**THE TASK**
Can the lines below, from the one that holds "If you would be willing to tag the undergrowth" to the very end, be echoed exactly, with both ends included and no pictures?

**GIVEN INFORMATION**
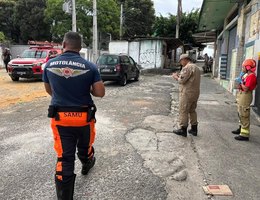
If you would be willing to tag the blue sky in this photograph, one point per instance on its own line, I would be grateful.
(164, 7)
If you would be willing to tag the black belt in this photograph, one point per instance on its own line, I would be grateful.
(71, 109)
(53, 111)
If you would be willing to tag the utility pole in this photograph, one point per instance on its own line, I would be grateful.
(95, 42)
(121, 22)
(74, 20)
(179, 13)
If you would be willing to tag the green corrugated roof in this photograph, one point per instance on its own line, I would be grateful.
(213, 13)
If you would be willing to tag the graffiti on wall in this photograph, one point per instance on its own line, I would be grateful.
(148, 57)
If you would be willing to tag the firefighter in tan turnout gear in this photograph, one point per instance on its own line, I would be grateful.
(189, 88)
(244, 99)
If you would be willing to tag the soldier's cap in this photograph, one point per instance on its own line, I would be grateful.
(183, 56)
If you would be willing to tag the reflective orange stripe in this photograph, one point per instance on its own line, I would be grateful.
(74, 119)
(57, 140)
(59, 167)
(92, 137)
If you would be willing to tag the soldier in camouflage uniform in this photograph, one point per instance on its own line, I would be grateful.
(189, 90)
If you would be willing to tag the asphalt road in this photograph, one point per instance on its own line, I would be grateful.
(138, 156)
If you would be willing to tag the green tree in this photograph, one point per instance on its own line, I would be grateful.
(188, 26)
(29, 18)
(2, 37)
(166, 26)
(7, 25)
(138, 17)
(60, 22)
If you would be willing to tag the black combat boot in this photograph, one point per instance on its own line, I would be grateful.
(87, 165)
(237, 131)
(65, 190)
(194, 130)
(241, 138)
(182, 131)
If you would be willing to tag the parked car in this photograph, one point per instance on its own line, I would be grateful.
(118, 67)
(29, 63)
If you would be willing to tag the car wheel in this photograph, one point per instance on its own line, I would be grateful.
(15, 78)
(137, 76)
(123, 80)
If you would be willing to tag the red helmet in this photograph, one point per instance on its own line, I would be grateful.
(249, 64)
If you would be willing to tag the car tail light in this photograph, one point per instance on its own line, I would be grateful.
(118, 68)
(10, 68)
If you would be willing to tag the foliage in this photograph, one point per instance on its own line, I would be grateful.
(60, 22)
(166, 26)
(138, 18)
(29, 18)
(188, 26)
(7, 25)
(2, 37)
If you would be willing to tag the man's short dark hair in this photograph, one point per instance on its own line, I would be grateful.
(73, 40)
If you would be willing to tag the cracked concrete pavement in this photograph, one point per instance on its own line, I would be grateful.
(138, 156)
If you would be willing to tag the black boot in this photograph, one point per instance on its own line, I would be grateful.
(237, 131)
(65, 190)
(194, 130)
(241, 138)
(182, 131)
(87, 165)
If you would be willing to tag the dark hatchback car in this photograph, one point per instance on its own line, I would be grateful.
(118, 67)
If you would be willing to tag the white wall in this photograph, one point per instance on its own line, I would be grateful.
(117, 47)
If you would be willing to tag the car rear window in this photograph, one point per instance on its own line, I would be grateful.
(108, 60)
(34, 54)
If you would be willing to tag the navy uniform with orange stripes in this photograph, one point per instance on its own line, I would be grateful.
(70, 80)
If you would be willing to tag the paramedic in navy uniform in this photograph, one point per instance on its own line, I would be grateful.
(70, 80)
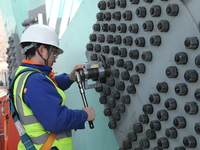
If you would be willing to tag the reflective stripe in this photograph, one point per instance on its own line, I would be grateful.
(25, 120)
(63, 135)
(40, 139)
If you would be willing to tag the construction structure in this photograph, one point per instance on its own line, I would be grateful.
(151, 99)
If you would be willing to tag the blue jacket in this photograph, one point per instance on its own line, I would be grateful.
(43, 99)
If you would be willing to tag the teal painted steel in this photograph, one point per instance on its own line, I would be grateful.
(74, 43)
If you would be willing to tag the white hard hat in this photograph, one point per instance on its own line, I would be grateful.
(39, 33)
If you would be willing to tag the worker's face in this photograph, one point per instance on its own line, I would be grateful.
(53, 56)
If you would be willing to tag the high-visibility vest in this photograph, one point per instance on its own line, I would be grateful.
(30, 123)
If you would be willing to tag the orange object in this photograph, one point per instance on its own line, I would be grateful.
(9, 137)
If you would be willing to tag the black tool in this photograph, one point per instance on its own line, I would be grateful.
(82, 91)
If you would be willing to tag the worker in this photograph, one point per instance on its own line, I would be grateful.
(41, 101)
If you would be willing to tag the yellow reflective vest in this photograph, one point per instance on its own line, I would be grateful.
(30, 123)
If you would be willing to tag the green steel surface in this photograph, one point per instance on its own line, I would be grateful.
(74, 43)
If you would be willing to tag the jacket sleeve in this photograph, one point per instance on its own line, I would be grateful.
(63, 81)
(45, 102)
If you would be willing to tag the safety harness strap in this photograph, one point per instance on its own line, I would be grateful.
(24, 136)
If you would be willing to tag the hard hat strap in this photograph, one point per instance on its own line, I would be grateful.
(24, 50)
(49, 53)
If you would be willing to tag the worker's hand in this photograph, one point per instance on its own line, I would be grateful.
(90, 112)
(77, 67)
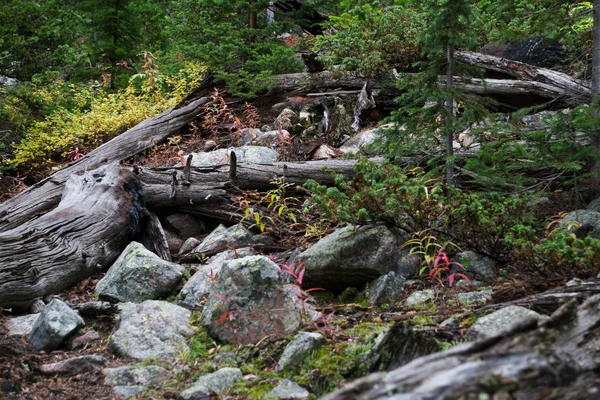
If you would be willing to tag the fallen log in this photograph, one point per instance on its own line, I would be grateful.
(96, 218)
(170, 187)
(46, 194)
(576, 90)
(554, 359)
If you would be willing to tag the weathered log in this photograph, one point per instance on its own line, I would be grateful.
(153, 237)
(45, 195)
(554, 359)
(545, 83)
(96, 218)
(576, 90)
(169, 187)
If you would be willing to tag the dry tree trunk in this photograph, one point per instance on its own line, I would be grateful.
(98, 214)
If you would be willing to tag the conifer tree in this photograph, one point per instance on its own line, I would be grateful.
(450, 25)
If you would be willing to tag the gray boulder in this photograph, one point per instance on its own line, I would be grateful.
(353, 256)
(477, 266)
(360, 142)
(249, 301)
(189, 245)
(583, 223)
(478, 298)
(174, 242)
(288, 390)
(273, 138)
(138, 275)
(386, 289)
(214, 383)
(151, 329)
(419, 297)
(73, 366)
(496, 322)
(223, 238)
(298, 349)
(54, 325)
(248, 135)
(198, 286)
(594, 205)
(252, 154)
(131, 380)
(21, 326)
(185, 225)
(286, 119)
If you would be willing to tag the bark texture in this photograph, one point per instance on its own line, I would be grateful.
(553, 359)
(46, 194)
(98, 214)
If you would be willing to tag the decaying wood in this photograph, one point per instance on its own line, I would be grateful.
(542, 82)
(553, 359)
(98, 215)
(210, 185)
(46, 194)
(577, 90)
(153, 237)
(549, 301)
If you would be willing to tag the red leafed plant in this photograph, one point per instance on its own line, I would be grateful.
(442, 270)
(226, 315)
(297, 272)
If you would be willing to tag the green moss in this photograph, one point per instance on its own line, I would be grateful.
(423, 320)
(470, 320)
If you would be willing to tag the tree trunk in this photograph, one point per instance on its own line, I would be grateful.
(553, 359)
(98, 214)
(45, 195)
(449, 121)
(595, 91)
(572, 91)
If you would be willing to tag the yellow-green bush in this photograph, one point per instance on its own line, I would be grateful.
(96, 116)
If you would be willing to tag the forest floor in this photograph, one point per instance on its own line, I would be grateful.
(21, 378)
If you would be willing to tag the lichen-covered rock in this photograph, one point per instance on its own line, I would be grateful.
(386, 289)
(151, 329)
(198, 286)
(249, 301)
(252, 154)
(359, 144)
(273, 138)
(214, 383)
(583, 223)
(288, 390)
(21, 326)
(298, 349)
(185, 225)
(477, 266)
(73, 366)
(286, 119)
(498, 321)
(130, 380)
(223, 238)
(419, 297)
(353, 256)
(189, 245)
(57, 322)
(138, 275)
(479, 297)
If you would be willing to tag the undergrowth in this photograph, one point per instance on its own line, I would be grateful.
(501, 227)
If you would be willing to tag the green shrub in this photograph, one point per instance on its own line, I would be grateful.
(89, 116)
(371, 39)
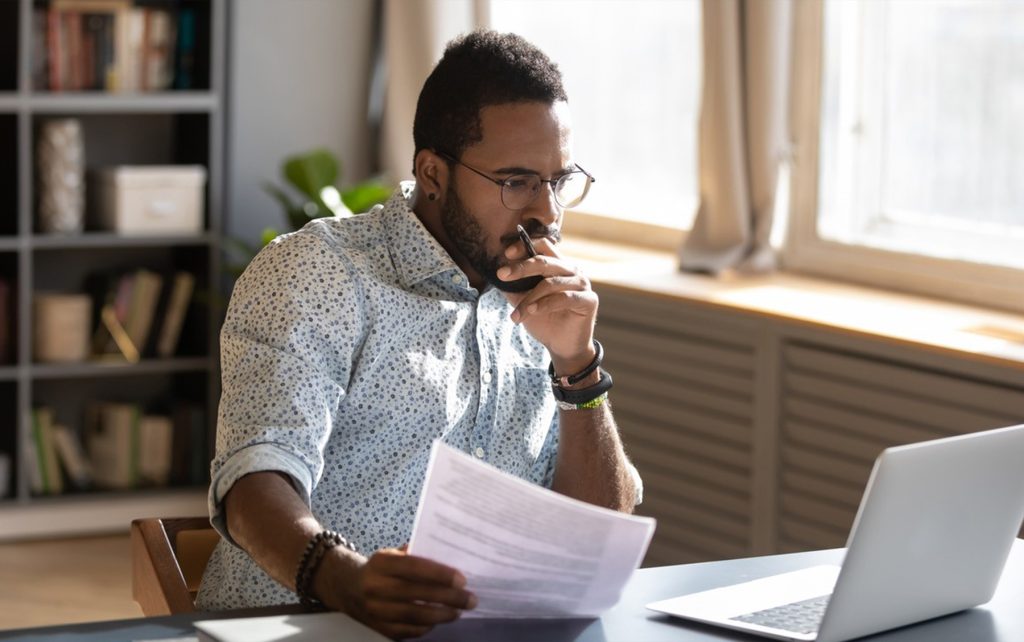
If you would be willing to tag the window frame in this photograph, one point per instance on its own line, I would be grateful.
(805, 250)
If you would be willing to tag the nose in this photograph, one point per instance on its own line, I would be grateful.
(544, 208)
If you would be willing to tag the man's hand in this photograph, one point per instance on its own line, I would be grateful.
(399, 595)
(560, 311)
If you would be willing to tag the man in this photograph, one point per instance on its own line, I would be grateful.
(351, 345)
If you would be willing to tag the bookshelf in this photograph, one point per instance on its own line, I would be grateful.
(173, 126)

**THE RESPONSE**
If you would be willing to tag the undergrowth in this photograph, one point per instance on its own line, I would be grateful.
(501, 227)
If you would be willing to tag the green shrub in this photograph, one point per instance on its own line, I would be grateful.
(89, 116)
(371, 39)
If you would be willing to tag the window frame in this photograph, one point per instance on its own line, I would be grateful.
(805, 250)
If you would be willing to tag the nose in this photograph, one point per instance on its own line, I would be grateful.
(544, 208)
If you would be willing to tag the man's hand in this photograph, one point per instance on its own line, I would be grateful.
(399, 595)
(560, 311)
If you would be willing to tag the man in this photograph, one point per instance on its own line, I would be grateful.
(351, 345)
If you would be willing to tag the bookshelf in this photograph, one point per instance on its own line, I would be grateful.
(173, 126)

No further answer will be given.